◆ Fragmento ◆
——————————
La tercera salida ha durado en total 87 días -según los cálculos de Vicente de los Ríos incluidos en la edición del Quijote impresa por J. Ibarra para la Real Academia Española (1780)-, ya que se inició el 3 de octubre para concluir el 29 de diciembre de 1604; Don Quijote moriría una semana más tarde.

En este largo itinerario, el camino es el hilván que va uniendo los episodios; pero además de ese hilo conductor, hay otros elementos que forman la trama de tan singular tapiz: por un lado, el castillo de los Duques, que constituye un centro generador de aventuras y acontecimientos, equivalente a la venta de Juan Palomeque en la Primera parte del Quijote. Por otro lado, encontramos a nuestros personajes que visitan poblados y regiones despobladas, que atraviesan florestas y bosques, que combaten o se solazan en prados y riberas, que alcanzan las estrellas y bajan a las profundidades de las simas…

Es cierto que han realizado un largo viaje, en el que han encontrado todo tipo de accidentes geográficos, pero cabe la sospecha de que muchos de esos lugares, habitados o no, escondan un significado simbólico, cuyas claves interpretativas ya tenían una larga tradición en tiempos de Cervantes3.

Quizás no todos los lectores de la novela fueran capaces de desentrañar el significado oculto, pero Don Quijote, en su locura caballeresca, es absolutamente consciente de lo que se esconde tras cada recodo del camino, y sabe que una cueva es algo más que una apariencia, o que una barca a orillas de un río tiene una razón de ser y una función en el relato de sus aventuras, pues Don Quijote es, no sólo lector de libros de caballerías, sino también el instigador de la narración que deberá escribir su cronista, y en todo momento piensa en cómo se escribirá su historia.

Los accidentes geográficos y la vegetación que jalonan todo el itinerario apenas son descritos, pero los datos son suficientes. A Cervantes no le basta con decir que cabalgaron sin detenerse hasta llegar a su destino; le interesa señalar dónde cenaron o dónde durmieron, y con frecuencia las referencias al espacio se imponen a la cronología interna: así, por ejemplo, Don Quijote se encuentra a los Duques a la puesta del sol; va con ellos al palacio, comen y a continuación el caballero duerme la siesta; y aunque todos los cálculos señalan que era otoño, sin embargo, Cervantes dice que es un día de verano...
——————————
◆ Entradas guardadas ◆
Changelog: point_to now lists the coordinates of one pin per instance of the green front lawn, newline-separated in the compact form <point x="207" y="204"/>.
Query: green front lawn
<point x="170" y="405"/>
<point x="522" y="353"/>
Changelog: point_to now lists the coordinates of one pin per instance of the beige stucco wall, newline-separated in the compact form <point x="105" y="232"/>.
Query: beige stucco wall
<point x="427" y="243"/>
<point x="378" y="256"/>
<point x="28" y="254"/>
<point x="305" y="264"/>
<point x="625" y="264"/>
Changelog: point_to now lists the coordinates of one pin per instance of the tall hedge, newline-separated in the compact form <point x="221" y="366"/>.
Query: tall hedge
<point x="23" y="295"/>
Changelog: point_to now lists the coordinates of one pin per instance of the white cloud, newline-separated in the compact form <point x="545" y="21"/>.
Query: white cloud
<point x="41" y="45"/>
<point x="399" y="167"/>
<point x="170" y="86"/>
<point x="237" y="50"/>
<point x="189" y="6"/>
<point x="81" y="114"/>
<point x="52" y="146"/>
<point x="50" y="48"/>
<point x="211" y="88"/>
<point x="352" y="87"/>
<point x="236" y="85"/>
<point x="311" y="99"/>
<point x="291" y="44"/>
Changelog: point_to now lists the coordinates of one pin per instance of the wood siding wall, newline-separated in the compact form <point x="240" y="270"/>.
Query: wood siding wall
——————————
◆ Tarea propuesta A ◆
Reproduce literalmente el pasaje del fragmento sobre la tercera salida de Don Quijote: empieza en las palabras "En este largo" y detente después de "tiempos de Cervantes3.".
◆ Tarea propuesta B ◆
Responde a estas preguntas con los datos del fragmento sobre la tercera salida de Don Quijote:
(i) ¿Cuántos días duró en total la tercera salida?
(ii) ¿A qué lugar de la Primera parte del Quijote equivale el castillo de los Duques?
(iii) ¿En qué momento del día se encuentra Don Quijote a los Duques?

◆ Resultado del ejercicio A ◆
En este largo itinerario, el camino es el hilván que va uniendo los episodios; pero además de ese hilo conductor, hay otros elementos que forman la trama de tan singular tapiz: por un lado, el castillo de los Duques, que constituye un centro generador de aventuras y acontecimientos, equivalente a la venta de Juan Palomeque en la Primera parte del Quijote. Por otro lado, encontramos a nuestros personajes que visitan poblados y regiones despobladas, que atraviesan florestas y bosques, que combaten o se solazan en prados y riberas, que alcanzan las estrellas y bajan a las profundidades de las simas…

Es cierto que han realizado un largo viaje, en el que han encontrado todo tipo de accidentes geográficos, pero cabe la sospecha de que muchos de esos lugares, habitados o no, escondan un significado simbólico, cuyas claves interpretativas ya tenían una larga tradición en tiempos de Cervantes3.

◆ Resultado del ejercicio B ◆
(i) 87 días.
(ii) A la venta de Juan Palomeque.
(iii) A la puesta del sol.